- TÂCHE DEMANDÉE A
Remplacez « JSON array » par « JSON list » dans les entrées, sur le passage qui va de la ligne contenant « GET /detect?query=white t-shirt » jusqu'à la fin des entrées, puis redonnez ce passage sans autre modification.

- EXTRAIT DU TEXTE
Les Chansons de Bilitis
« Dans une société où les maris sont la nuit si occupés par le vin et les danseuses, les femmes devaient fatalement se rapprocher et trouver entre elles la consolation de leur solitude. De là vint qu'elles s'attendrirent à ces amours délicates, auxquelles l'antiquité donnait déjà leur nom, et qui entretiennent, quoi qu'en pensent les hommes, plus de passion vraie que de vicieuse recherche.

- TÂCHE DEMANDÉE B
Extrayez de l'extrait sur Les Chansons de Bilitis le passage qui va de « Les Chansons de » jusqu'à « de vicieuse recherche. », en le recopiant à l'identique.

- ENTRÉES PRÉSENTÉES
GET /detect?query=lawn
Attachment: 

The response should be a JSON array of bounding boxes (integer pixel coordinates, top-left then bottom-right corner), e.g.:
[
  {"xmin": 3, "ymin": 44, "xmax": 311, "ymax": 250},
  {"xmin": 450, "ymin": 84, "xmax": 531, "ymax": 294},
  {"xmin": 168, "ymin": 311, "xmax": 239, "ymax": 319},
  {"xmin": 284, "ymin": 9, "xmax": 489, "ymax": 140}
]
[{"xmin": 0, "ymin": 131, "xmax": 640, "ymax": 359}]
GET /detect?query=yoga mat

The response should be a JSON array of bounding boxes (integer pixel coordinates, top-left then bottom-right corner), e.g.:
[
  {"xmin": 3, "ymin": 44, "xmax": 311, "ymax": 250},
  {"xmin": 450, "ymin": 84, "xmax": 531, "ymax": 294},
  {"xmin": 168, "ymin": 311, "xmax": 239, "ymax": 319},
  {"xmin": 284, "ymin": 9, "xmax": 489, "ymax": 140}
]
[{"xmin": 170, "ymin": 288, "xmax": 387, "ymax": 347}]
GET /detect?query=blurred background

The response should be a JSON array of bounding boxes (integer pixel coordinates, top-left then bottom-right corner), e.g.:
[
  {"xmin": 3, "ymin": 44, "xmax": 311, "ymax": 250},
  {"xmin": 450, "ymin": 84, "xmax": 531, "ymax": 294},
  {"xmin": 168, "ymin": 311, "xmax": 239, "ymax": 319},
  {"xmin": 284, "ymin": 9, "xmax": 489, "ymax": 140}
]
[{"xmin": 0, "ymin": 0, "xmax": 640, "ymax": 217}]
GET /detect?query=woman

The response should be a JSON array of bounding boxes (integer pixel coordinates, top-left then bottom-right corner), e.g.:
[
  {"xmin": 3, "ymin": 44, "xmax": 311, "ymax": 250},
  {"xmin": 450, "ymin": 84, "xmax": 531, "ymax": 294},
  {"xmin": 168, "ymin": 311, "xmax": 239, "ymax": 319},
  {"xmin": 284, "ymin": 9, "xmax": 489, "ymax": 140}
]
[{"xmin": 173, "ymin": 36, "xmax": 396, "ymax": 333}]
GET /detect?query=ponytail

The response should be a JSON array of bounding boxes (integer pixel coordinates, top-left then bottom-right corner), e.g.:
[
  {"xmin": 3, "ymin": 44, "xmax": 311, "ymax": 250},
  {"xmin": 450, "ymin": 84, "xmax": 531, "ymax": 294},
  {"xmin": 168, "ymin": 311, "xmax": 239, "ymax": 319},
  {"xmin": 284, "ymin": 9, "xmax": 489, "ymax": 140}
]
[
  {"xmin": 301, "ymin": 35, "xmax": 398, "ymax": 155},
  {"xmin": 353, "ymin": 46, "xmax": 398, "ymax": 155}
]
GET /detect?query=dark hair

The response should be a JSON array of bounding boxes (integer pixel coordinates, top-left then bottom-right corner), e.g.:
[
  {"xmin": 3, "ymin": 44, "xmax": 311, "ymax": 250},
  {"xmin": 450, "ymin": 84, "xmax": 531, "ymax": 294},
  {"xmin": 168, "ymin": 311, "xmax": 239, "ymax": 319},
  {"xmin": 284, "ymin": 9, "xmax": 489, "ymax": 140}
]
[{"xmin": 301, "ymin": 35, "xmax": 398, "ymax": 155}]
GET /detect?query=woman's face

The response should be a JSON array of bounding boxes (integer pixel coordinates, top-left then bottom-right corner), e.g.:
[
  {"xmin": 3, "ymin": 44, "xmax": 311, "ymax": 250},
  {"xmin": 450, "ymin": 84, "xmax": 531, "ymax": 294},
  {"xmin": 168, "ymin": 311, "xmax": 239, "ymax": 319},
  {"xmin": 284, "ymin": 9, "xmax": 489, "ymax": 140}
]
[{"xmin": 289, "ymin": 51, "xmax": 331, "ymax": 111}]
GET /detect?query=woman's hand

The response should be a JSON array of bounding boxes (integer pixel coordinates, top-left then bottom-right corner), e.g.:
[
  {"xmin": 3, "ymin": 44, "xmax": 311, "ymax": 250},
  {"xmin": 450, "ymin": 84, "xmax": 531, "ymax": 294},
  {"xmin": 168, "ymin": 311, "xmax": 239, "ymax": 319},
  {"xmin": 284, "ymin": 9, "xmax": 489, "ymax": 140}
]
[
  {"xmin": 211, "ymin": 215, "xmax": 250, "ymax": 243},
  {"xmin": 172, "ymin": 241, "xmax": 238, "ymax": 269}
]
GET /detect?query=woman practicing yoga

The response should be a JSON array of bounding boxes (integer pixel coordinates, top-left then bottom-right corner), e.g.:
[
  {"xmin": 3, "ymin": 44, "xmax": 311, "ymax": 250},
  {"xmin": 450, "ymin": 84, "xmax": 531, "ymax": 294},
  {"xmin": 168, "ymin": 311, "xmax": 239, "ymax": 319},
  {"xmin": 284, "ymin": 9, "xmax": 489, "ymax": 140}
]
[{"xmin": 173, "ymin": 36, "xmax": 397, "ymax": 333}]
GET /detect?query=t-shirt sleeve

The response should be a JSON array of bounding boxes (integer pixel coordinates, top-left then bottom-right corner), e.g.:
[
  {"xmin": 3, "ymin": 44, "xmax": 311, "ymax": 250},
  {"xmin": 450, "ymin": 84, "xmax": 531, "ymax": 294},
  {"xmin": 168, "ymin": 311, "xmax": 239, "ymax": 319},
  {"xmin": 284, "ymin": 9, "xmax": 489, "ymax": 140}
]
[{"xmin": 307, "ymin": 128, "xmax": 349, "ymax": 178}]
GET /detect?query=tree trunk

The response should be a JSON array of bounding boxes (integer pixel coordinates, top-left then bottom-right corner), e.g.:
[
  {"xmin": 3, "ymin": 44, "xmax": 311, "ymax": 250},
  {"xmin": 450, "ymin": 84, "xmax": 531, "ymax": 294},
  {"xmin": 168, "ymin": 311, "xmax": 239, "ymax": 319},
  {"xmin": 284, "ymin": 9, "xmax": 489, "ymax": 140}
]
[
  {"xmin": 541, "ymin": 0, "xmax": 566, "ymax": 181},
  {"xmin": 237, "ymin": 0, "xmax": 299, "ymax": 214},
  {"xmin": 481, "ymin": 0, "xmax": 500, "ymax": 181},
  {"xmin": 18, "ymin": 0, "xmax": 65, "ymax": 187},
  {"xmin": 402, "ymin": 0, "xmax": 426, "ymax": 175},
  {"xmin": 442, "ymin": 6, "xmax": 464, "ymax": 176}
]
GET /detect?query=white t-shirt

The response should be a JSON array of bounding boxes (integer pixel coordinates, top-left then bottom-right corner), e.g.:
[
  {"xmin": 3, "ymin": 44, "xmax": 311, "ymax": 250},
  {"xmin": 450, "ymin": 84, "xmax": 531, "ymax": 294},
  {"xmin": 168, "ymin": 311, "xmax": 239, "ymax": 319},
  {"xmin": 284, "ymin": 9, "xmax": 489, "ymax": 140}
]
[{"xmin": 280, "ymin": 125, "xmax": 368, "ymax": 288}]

- RÉPONSE COMPLÈTE A
GET /detect?query=white t-shirt

The response should be a JSON list of bounding boxes (integer pixel coordinates, top-left then bottom-right corner), e.g.:
[
  {"xmin": 3, "ymin": 44, "xmax": 311, "ymax": 250},
  {"xmin": 450, "ymin": 84, "xmax": 531, "ymax": 294},
  {"xmin": 168, "ymin": 311, "xmax": 239, "ymax": 319},
  {"xmin": 284, "ymin": 9, "xmax": 489, "ymax": 140}
]
[{"xmin": 280, "ymin": 125, "xmax": 368, "ymax": 288}]

- RÉPONSE COMPLÈTE B
Les Chansons de Bilitis
« Dans une société où les maris sont la nuit si occupés par le vin et les danseuses, les femmes devaient fatalement se rapprocher et trouver entre elles la consolation de leur solitude. De là vint qu'elles s'attendrirent à ces amours délicates, auxquelles l'antiquité donnait déjà leur nom, et qui entretiennent, quoi qu'en pensent les hommes, plus de passion vraie que de vicieuse recherche.